**To do**
Copy the listing below word for word, and leave the pictures out of your copy.

**Supplied records**
%%

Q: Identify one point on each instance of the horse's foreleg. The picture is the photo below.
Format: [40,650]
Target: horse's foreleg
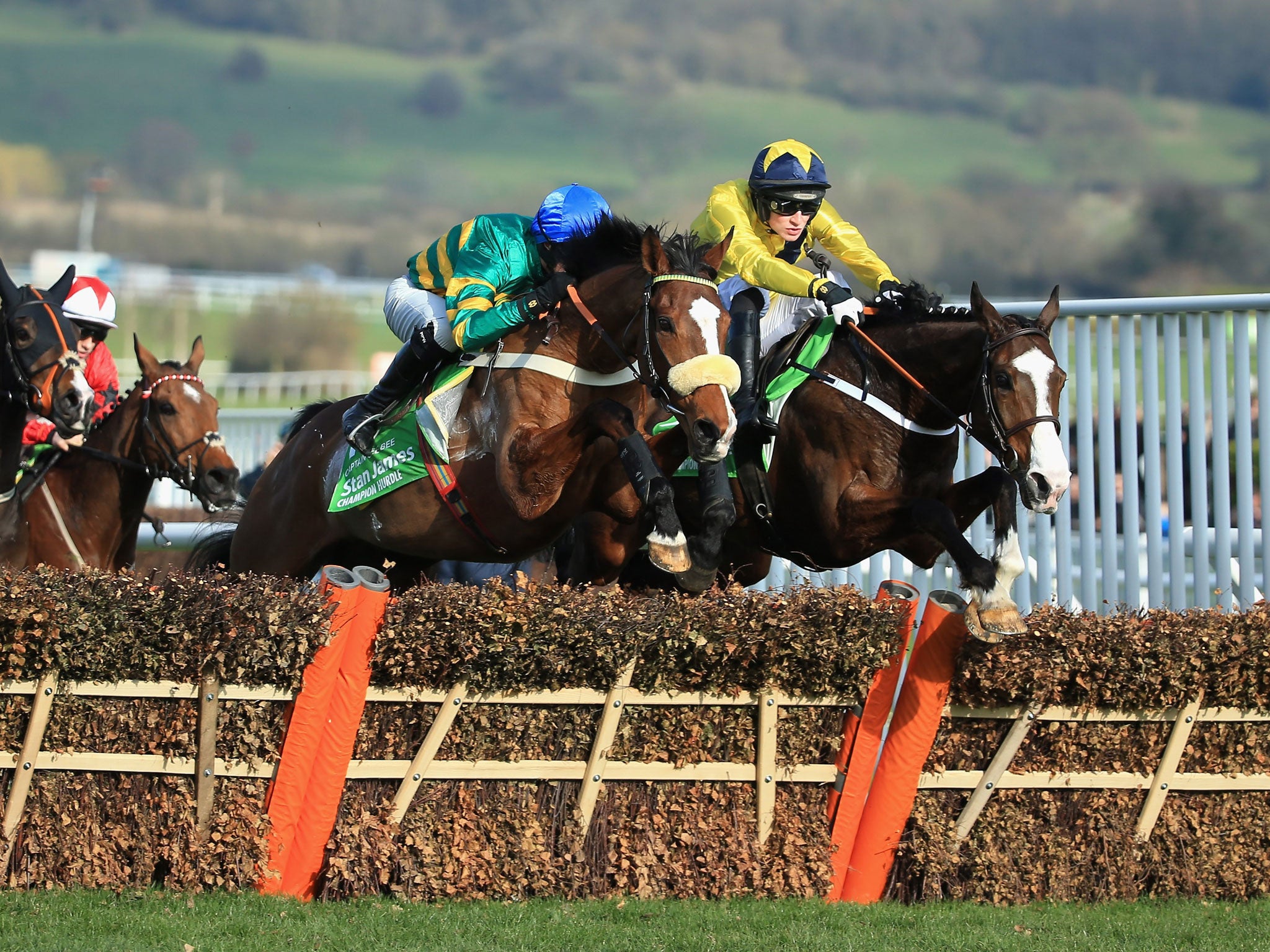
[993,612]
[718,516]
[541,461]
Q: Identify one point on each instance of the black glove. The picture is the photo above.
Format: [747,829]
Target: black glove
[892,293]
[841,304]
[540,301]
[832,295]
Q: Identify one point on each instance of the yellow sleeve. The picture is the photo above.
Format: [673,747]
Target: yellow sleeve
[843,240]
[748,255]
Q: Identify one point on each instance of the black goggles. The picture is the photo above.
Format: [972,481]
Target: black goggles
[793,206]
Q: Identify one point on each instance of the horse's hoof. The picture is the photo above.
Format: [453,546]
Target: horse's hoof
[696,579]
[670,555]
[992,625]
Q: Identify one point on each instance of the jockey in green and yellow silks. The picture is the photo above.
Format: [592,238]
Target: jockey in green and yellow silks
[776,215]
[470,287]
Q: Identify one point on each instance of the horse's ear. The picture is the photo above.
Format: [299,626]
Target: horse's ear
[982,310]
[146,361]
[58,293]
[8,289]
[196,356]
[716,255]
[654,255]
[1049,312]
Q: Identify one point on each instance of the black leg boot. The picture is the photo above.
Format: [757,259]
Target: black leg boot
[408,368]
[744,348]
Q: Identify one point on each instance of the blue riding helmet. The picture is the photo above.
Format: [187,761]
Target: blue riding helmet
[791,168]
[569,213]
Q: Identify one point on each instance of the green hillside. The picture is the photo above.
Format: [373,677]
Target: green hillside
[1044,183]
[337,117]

%%

**Expected answer**
Q: Identify one point on each instance of the horse's foreleg. The picture is the photo below.
Format: [40,650]
Target: horse's foreleg
[993,612]
[718,516]
[541,461]
Q: Identify one point on each instance of the black glove. The picture is the photo above.
Format: [747,829]
Target: black glove
[892,293]
[841,304]
[540,301]
[832,295]
Q: Identify one point on each instance of the yellow sleeve. The picture is the photo above.
Format: [673,747]
Target: yellow sleeve
[843,240]
[748,255]
Q: Identify one point on each instance of the black goggles. The picture is the photo above.
Format: [972,481]
Target: black goggles
[793,206]
Q: Identify one point on each instance of the horse's hoof. The picture is the photo above.
Format: [453,546]
Target: horse's hoof
[696,579]
[670,555]
[992,625]
Q: Identify one point on each instance of the jockey in green and yellow silks. The picture is the photo above.
Format: [592,238]
Target: jockey in green and yellow silks
[776,215]
[470,287]
Q: Identify one point on each instance of the horse's ear. The picture is the photo above.
Format: [299,626]
Target: horse's ear
[982,310]
[146,361]
[58,293]
[8,289]
[196,356]
[716,255]
[654,255]
[1049,312]
Q: Identify one point on each instance of the black leg boot. The picture is the photo above.
Format: [757,259]
Target: black leg boot
[408,368]
[744,348]
Q: Identify one point on each instance of the blue riding helmet. The picture is the photo above.
Format: [187,761]
Target: blue riding helmet
[791,168]
[569,213]
Q: Identify one point on each instance of the green hillside. The picture is the photo above.
Format: [373,677]
Target: green hillside
[1044,183]
[337,117]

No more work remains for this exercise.